* **Problem to work on**: Copy the data below word for word, starting at the line that contains "Mark one point on every instance of the cumulus" and continuing through the last line of the data.

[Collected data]

────────────────────────────────────────

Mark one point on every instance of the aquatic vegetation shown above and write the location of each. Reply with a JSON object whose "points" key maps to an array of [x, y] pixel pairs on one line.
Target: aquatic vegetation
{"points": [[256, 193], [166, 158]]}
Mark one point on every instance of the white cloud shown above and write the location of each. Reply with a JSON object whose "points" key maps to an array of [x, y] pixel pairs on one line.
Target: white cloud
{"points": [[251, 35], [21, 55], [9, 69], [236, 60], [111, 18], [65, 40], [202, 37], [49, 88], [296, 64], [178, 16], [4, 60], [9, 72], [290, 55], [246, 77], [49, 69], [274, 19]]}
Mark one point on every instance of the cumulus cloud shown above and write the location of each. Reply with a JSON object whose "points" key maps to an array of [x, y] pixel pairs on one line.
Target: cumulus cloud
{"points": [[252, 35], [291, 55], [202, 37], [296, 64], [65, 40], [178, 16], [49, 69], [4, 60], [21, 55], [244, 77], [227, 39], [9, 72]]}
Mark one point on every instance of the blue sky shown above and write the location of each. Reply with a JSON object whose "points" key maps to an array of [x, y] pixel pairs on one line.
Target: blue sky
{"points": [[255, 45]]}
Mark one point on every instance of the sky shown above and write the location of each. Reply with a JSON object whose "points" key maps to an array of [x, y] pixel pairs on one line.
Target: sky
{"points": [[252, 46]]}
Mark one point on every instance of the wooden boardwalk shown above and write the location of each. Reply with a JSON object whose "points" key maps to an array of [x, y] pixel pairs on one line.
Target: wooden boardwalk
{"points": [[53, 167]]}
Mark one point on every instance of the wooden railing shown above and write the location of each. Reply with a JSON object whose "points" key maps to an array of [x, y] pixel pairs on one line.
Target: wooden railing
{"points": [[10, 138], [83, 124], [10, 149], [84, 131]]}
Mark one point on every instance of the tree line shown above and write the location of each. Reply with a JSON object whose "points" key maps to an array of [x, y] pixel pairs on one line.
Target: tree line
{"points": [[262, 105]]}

────────────────────────────────────────

* **Exercise response**:
Mark one point on every instance of the cumulus cloud shown above and write the location of each. Reply with a JSON object whose "points" key maps to an array of [x, y] pixel pairs on one line.
Target: cumulus cloud
{"points": [[252, 35], [291, 55], [202, 37], [296, 64], [65, 40], [178, 16], [49, 69], [4, 60], [21, 55], [244, 77], [227, 39], [9, 72]]}
Mark one point on every instance of the blue sky shown above and write the location of each. Reply with a JSON object whose "points" key maps to an array of [x, y] pixel pairs on one line.
Target: blue sky
{"points": [[255, 45]]}
Mark one point on every instance of the sky shown above and write the location of each. Reply with a JSON object whose "points" key maps to an array of [x, y] pixel pairs on one line.
Target: sky
{"points": [[252, 46]]}
Mark one point on every instance of the wooden boardwalk shown above and write the location of each. Reply with a JSON object whose "points" key maps to an array of [x, y] pixel pairs on one line.
Target: wooden boardwalk
{"points": [[53, 167]]}
Mark one point on every instance of the wooden railing shown above and write the location of each. Reply with a JSON object whose "points" key maps to an array of [x, y] pixel pairs on one line.
Target: wooden railing
{"points": [[10, 138], [83, 124], [10, 149], [84, 131]]}
Mark one point on every instance of the tree line shown above and write the location of each. Reply with a JSON object whose "points" key maps to an array of [x, y] pixel pairs on one line.
Target: tree line
{"points": [[262, 105]]}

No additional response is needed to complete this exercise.